-- RECORD SET follows --

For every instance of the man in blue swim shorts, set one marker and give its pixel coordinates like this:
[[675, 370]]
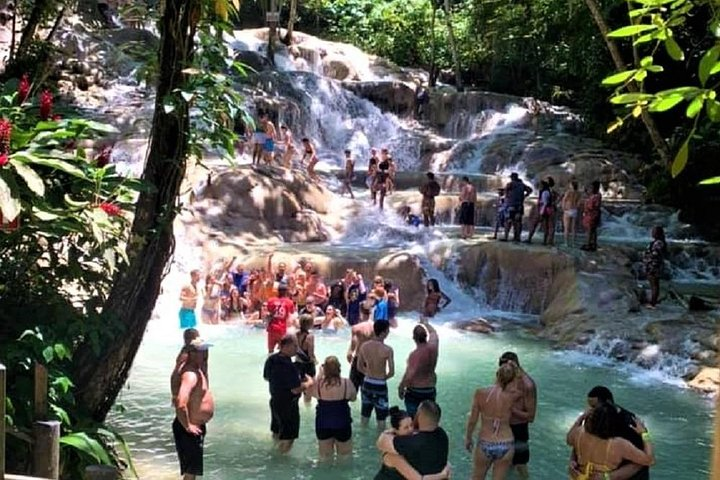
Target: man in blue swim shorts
[[188, 299]]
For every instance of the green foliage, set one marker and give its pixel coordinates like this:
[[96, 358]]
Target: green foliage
[[57, 266], [656, 24]]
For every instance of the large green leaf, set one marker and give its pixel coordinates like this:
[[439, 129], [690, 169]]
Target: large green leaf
[[619, 78], [50, 162], [9, 205], [674, 50], [32, 179], [631, 30], [663, 104], [89, 446], [681, 158]]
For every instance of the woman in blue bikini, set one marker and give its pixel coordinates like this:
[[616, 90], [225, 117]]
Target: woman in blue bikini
[[493, 406]]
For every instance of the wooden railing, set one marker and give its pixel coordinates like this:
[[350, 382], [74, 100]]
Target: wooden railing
[[45, 438]]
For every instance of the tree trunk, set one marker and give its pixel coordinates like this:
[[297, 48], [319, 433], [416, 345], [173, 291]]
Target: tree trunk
[[36, 15], [658, 141], [433, 66], [453, 46], [99, 378], [292, 17]]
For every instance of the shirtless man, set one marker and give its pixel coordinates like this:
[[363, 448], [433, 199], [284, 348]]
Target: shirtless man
[[523, 413], [419, 381], [188, 299], [195, 407], [270, 136], [349, 174], [360, 333], [468, 198], [310, 153], [289, 152], [375, 360]]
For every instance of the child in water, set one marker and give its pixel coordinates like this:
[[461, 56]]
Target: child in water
[[434, 297]]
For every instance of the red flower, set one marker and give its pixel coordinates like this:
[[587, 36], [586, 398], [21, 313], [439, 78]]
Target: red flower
[[103, 157], [24, 88], [46, 102], [5, 133], [110, 209]]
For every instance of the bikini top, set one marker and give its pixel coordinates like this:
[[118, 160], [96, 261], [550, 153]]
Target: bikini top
[[591, 468]]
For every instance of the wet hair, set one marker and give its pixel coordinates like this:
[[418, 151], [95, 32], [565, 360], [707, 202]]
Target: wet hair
[[189, 335], [331, 371], [397, 416], [506, 374], [306, 322], [420, 334], [287, 340], [509, 357], [602, 393], [381, 327], [602, 421], [431, 410]]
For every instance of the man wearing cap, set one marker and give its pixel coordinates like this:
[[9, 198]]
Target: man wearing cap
[[286, 386], [515, 194], [195, 407], [280, 309], [429, 191], [419, 381]]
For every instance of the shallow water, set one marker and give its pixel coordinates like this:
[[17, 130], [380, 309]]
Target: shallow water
[[238, 444]]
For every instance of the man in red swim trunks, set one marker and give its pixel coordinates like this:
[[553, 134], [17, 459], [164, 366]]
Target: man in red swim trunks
[[281, 308]]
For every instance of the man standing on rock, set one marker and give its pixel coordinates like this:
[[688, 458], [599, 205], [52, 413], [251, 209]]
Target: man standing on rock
[[188, 299], [429, 191], [194, 409], [360, 333], [523, 414], [281, 308], [515, 194], [468, 199], [418, 383], [376, 361], [286, 386]]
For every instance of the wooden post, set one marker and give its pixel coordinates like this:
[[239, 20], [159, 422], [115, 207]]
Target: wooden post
[[101, 472], [2, 421], [46, 449], [40, 402]]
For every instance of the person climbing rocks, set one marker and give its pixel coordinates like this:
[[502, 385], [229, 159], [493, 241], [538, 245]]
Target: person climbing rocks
[[429, 191], [591, 217], [653, 260], [515, 194]]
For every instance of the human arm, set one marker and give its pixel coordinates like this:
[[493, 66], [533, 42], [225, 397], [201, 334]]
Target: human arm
[[472, 420], [408, 472], [188, 382], [391, 365]]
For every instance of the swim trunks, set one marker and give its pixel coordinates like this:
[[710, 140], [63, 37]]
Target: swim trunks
[[522, 445], [189, 448], [285, 422], [269, 145], [375, 396], [415, 396], [467, 213], [187, 318]]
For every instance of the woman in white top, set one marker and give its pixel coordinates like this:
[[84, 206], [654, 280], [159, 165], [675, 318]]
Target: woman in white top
[[570, 203]]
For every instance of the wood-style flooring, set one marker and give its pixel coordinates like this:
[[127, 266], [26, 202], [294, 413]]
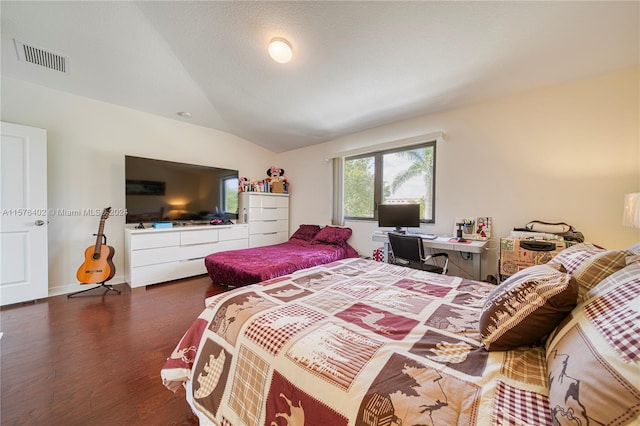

-- RECORD SET concluded --

Please repeat each record exactly and keep every picture out of the copy.

### [ANSWER SPACE]
For every instance of the man in blue swim shorts, set one marker and give its pixel coordinates like this:
[[675, 370]]
Target: man in blue swim shorts
[[188, 299]]
For every instance of the green foliage, set one marker and give its pixel coordinates like this:
[[96, 358]]
Target: green foliage
[[57, 266], [656, 24]]
For every instance of the large green leaf, set one marker and give its pixel coordinates like this:
[[439, 129], [690, 169]]
Target: large green leaf
[[619, 78], [50, 162], [9, 205], [674, 50], [32, 179], [631, 30], [663, 104], [89, 446], [681, 158]]
For every instance of the woman in blue bikini, set one marker and give its pixel coordinates like this:
[[616, 90], [225, 117]]
Target: woman in blue bikini
[[493, 406]]
For every instance of the wooden railing, set one marker and give its pixel coordinates like this:
[[350, 382], [74, 100]]
Target: wooden railing
[[45, 438]]
For every instance of the tree trunk, set one marker and give its pixel coordinates like this:
[[297, 48], [319, 433], [416, 345], [173, 291]]
Target: tree trunk
[[36, 15], [658, 141], [433, 66], [453, 46], [99, 378], [292, 17]]
For every instance of the shirtless man, set one marker and give its pixel coordinates like this:
[[363, 448], [433, 199], [284, 348]]
Target: shirtless man
[[523, 413], [419, 381], [188, 299], [195, 407], [270, 136], [349, 174], [360, 333], [468, 198], [310, 153], [289, 152], [375, 360]]
For every instance of the child in water, set one marker and give its pixel coordinates like this:
[[461, 56]]
Target: child in water
[[434, 297]]
For every instance of the red flower, set one marker and give its pixel coordinates like this:
[[587, 36], [586, 398], [21, 313], [439, 78]]
Target: red flower
[[103, 157], [24, 88], [46, 102], [5, 133], [110, 209]]
For every instance of the bikini top, set one marker and give its pixel coordinates like this:
[[118, 160], [96, 261], [550, 153]]
Target: bikini top
[[591, 468]]
For every instance of the wet hair, set one marker and give its pixel coordinates like this:
[[418, 151], [95, 32], [565, 360], [707, 202]]
Target: wet hair
[[189, 335], [331, 371], [397, 416], [506, 374], [306, 322], [420, 334], [287, 340], [509, 357], [602, 393], [381, 327], [602, 421], [431, 410]]
For every instance of the man wearing cap, set one marker and give its pixel coordinates like this:
[[9, 198]]
Target: man wearing cap
[[286, 386], [515, 194], [195, 407], [280, 309], [429, 191], [419, 381]]
For every instance of the shallow water, set one marker and give its pixel coordinates like this:
[[17, 130], [380, 309]]
Target: shallow water
[[238, 444]]
For every instance of the man in red swim trunks, set one marker and give its pixel coordinates like this:
[[553, 134], [17, 459], [164, 366]]
Target: man in red swim trunks
[[281, 308]]
For every instance of the man standing on rock, set one marker and give its pixel coordinates like this:
[[688, 458], [599, 205], [52, 413], [251, 209]]
Target: man standing on rock
[[188, 299], [429, 191], [194, 409], [360, 333], [523, 414], [281, 308], [515, 194], [468, 199], [418, 383], [376, 361], [286, 386]]
For every instance of the wooden post, set one marker and give its pixel coordinates like this:
[[239, 20], [159, 422], [115, 207]]
Target: wooden post
[[101, 472], [2, 421], [46, 449], [40, 402]]
For every instance of the person climbing rocks, set one marker and give its pixel coordinates like this:
[[502, 385], [229, 159], [493, 241], [538, 245]]
Target: person climbing rocks
[[429, 191], [591, 217], [653, 260], [515, 194]]
For every instance of the human arm, set one marker and give its pixel coordinates like this:
[[493, 66], [533, 42], [225, 397], [201, 334]]
Target: human arm
[[472, 420], [408, 472], [188, 382], [391, 365]]
For every instance of the swim trunks, set one marker and give its pixel coordinates like this:
[[710, 140], [63, 37]]
Target: swim trunks
[[522, 445], [189, 448], [285, 422], [269, 145], [375, 396], [415, 396], [467, 213], [187, 318]]
For every instance of the woman in white top, set one marker and give its pixel coordinates like this:
[[84, 206], [654, 280], [159, 165], [675, 318]]
Target: woman in white top
[[570, 203]]
For every instance of the wood-style flooring, set one marker and give its pixel coordinates like this:
[[127, 266], [26, 202], [294, 413]]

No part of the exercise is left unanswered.